Stored records>
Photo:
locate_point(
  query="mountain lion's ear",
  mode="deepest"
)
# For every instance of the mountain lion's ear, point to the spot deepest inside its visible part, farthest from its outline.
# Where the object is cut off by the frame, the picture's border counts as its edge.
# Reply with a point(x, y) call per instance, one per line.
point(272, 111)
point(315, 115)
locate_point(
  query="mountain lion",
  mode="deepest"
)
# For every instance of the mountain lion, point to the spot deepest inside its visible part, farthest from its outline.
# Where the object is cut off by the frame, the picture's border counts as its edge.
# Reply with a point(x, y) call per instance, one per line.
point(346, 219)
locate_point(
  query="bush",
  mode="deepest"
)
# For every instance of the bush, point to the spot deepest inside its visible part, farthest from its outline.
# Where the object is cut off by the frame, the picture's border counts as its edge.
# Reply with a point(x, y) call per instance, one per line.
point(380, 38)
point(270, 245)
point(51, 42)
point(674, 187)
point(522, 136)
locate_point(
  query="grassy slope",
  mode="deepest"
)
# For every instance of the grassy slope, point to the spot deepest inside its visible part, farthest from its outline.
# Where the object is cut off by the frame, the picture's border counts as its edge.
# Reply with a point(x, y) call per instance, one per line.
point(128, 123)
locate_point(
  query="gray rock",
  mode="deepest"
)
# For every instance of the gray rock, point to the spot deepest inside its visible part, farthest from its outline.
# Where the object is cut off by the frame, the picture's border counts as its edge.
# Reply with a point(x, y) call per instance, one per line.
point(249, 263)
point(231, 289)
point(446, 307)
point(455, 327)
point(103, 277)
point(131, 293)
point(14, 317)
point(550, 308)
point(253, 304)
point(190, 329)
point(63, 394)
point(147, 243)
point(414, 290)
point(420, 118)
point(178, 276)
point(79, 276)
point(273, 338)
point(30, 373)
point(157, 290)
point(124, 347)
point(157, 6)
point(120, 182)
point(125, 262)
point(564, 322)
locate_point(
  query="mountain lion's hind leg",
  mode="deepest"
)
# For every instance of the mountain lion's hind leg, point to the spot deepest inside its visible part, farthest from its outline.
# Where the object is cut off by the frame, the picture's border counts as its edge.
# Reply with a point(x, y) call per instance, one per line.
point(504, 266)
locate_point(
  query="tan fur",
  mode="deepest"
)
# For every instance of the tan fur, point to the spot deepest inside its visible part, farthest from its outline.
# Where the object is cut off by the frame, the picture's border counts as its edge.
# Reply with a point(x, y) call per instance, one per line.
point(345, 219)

Instructions for the task> Put every one of the rows above into a numbered list, leaving out any blank lines.

Right answer>
1. Photo:
2. locate_point(
3.   query="mountain lion's ear",
4.   mode="deepest"
5. )
6. # For every instance of the mountain lion's ear, point to the spot deepest inside its visible part, farthest from its outline.
7. # Where the object is cut off by the frame, the picture's border counts as its edge.
8. # Reply with a point(x, y) call per instance, one per line.
9. point(272, 111)
10. point(315, 115)
11. locate_point(
12.   query="mountain lion",
13.   mode="deepest"
14. )
15. # For every instance of the mountain lion, point to the spot deepest inside its visible part, farthest from its outline.
16. # Where the object is cut off by the frame, the picture's border counts as its edge.
17. # Reply with a point(x, y) call per instance, one per line.
18. point(346, 219)
19. locate_point(
20.   query="bush",
21.   mode="deepest"
22. )
23. # For every instance of the bush, point to the spot deepest inside its visible part, farthest from its outline.
24. # Where the object is cut off by the frame, the picture's border counts as its edge.
25. # Reply with a point(x, y) call per instance, one per line.
26. point(380, 38)
27. point(270, 245)
28. point(51, 42)
29. point(674, 187)
30. point(522, 136)
31. locate_point(
32.   query="grassy slope",
33.   mode="deepest"
34. )
35. # For every instance of the grassy slope, point to the spot deepest inside its visible part, farthest from its outline.
36. # Where the object is cut off by the frame, the picture's border counts as its edge.
37. # Reply with a point(x, y) call per instance, one per line.
38. point(128, 123)
39. locate_point(
40.   query="gray rock",
41.   mode="deepest"
42. )
43. # For every instance of the gray rock, point to the spot deepest inside its visible part, farthest from its outline.
44. # Where the object is cut off by the frame, the picture's border counts as its edge.
45. # Reply with a point(x, y) call per instance, one per line.
46. point(249, 263)
47. point(231, 289)
48. point(446, 307)
49. point(455, 327)
50. point(103, 277)
51. point(131, 293)
52. point(14, 317)
53. point(550, 308)
54. point(253, 304)
55. point(190, 329)
56. point(63, 394)
57. point(147, 243)
58. point(414, 290)
59. point(420, 118)
60. point(178, 276)
61. point(79, 276)
62. point(273, 338)
63. point(30, 373)
64. point(157, 290)
65. point(124, 347)
66. point(157, 6)
67. point(120, 182)
68. point(125, 262)
69. point(564, 322)
70. locate_point(
71.   query="mountain lion's hind leg",
72.   mode="deepest"
73. )
74. # For every instance of the mountain lion's hind leg, point to the spot deepest inside its visible part, farthest from its outline.
75. # Where the object is cut off by the frame, the picture's border counts as its edge.
76. # Reply with a point(x, y) call per instance, one per line.
77. point(504, 266)
78. locate_point(
79.   query="tan fur",
80.   mode="deepest"
81. )
82. # For every instance of the tan fur, point to the spot deepest inside its visible part, farthest from its outline.
83. # Where the object is cut off by the frame, the picture's border counts as its edge.
84. # Reply with a point(x, y) call per instance, one per line.
85. point(345, 219)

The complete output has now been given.